__Document text__
Your ‘margin’ as a writer is the amount of money you make on each book sold.

Typically, an author might receive an advance and 10% royalties on net profit from each book. (Clarendon House offers a generous 50% royalties on net profits for its selected authors.) If a book retails at £15 per copy, the profit might be £5.00, which means the author would make 50p per copy sold. That means that he or she would need to sell more than 17 books an hour, 8 hours a day, all week, in order to generate the UK minimum wage.

So how do you increase your margin as an author?

Your initial thought might be, in this world of independent presses and self-publishing, why not just put the retail price of the book up? If you boosted the price to £25.00 and made a profit of £15.00, this means you would make £1.50 per copy sold. So now you’d only need to sell about 6 books an hour to make that minimum wage — ‘only’ six books an hour, 8 hours a day. Most self-published or independently published authors sell less than 6 books a week…

All this arithmetic isn’t helping. And you can’t really raise the retail price of a book very much — the long-established market for books has determined an average price, and readers simply won’t pay outside that range unless it’s been signed or is a collectors’ edition of some sort.

__Brief 1__
Please rewrite the paragraph beginning "Typically, an author might receive" from the passage on authors' margins as a short bulleted list, keeping its main facts.
__Brief 2__
Carry the passage on authors' margins forward, starting after its final sentence.

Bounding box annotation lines

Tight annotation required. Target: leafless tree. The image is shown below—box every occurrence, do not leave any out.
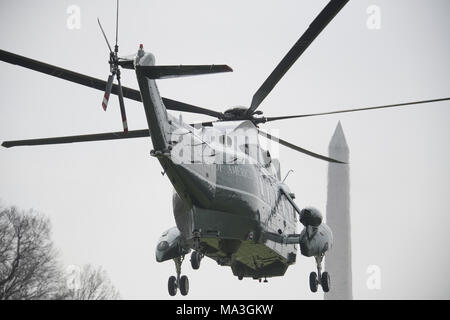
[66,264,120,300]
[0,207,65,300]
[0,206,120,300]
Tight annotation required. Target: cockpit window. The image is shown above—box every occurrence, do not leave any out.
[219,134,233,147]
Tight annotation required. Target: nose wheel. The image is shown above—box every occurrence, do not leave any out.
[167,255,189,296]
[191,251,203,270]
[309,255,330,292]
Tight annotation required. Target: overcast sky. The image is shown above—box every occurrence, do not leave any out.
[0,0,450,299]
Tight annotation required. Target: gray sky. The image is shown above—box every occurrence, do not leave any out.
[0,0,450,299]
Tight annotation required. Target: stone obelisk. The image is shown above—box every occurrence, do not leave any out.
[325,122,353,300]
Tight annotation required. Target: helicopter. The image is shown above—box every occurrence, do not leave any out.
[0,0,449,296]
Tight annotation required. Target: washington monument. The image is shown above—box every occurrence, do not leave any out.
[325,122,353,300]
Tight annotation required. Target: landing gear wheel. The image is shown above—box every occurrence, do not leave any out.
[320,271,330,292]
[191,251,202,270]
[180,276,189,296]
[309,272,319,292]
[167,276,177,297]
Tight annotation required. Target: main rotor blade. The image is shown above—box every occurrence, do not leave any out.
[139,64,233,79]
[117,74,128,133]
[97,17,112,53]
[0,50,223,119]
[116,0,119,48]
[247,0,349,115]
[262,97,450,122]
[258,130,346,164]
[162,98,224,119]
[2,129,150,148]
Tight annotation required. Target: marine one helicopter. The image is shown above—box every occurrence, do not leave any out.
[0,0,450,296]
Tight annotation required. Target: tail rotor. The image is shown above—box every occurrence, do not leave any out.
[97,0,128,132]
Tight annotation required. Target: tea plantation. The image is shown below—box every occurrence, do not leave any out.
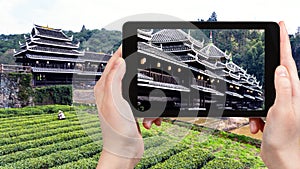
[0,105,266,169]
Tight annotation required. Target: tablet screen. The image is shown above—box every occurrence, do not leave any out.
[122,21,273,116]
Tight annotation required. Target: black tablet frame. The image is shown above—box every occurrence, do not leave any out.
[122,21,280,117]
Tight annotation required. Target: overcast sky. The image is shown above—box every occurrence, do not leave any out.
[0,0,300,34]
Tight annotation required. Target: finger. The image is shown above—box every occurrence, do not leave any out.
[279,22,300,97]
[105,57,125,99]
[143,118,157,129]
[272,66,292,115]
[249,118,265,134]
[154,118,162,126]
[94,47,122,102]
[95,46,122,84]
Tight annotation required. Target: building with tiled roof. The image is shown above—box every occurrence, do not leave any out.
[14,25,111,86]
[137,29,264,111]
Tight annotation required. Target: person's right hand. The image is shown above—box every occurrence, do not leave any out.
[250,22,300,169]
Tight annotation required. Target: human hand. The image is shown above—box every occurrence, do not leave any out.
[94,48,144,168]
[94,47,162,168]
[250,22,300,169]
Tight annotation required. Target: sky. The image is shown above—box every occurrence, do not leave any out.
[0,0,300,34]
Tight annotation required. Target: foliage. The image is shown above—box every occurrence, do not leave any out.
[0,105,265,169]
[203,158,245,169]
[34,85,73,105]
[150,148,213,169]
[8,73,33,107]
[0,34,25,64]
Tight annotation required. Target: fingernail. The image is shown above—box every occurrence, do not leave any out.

__Written reply 1__
- An author typically gets an advance plus 10% royalties on the net profit from each book.
- Clarendon House gives its selected authors 50% royalties on net profits.
- A book retailing at £15 might make a £5.00 profit, so the author earns 50p per copy.
- To reach the UK minimum wage, the author would have to sell more than 17 books an hour, 8 hours a day, all week.

__Written reply 2__
These are the facts of life for writers: they sell products which only need to be purchased once to provide multiple consumption; they have to sell tens of thousands of copies to achieve viability; and the price per unit has to be very low in order to fit with market perceptions.

It’s a tough business model.

So how does a writer make money?


Increasing Your Margin

If you’re selling less than 6 books a week — sometimes far less — but you’re aiming for a viable career, you probably need to rethink your business model.

So far we have established that a successful marketing strategy for writers is composed of a set of Activation Offers — in a writer’s case, that means lots of well-written short stories circulating in a carefully chosen marketplace — and a brilliant Portal Product, a purchasable item which acts as a gateway to wider work. The Activation Offers get the writer’s name out there and trigger impulses to buy; the Portal Product creates actual paid readers. Neither of these stages makes much money, if any.

But now we’re talking about cash.

To make cash as an author — excluding the remote possibility that your one book suddenly becomes a best-seller — you might need to reimagine what it means to be a writer.

What does that mean?

It means that you might have to have more than just books to sell.

You might need to have a range of products and/or services which you can ‘upsell’ to the reader. ‘Upsell’ means to persuade a customer to buy something additional or more expensive, usually during the initial sales process.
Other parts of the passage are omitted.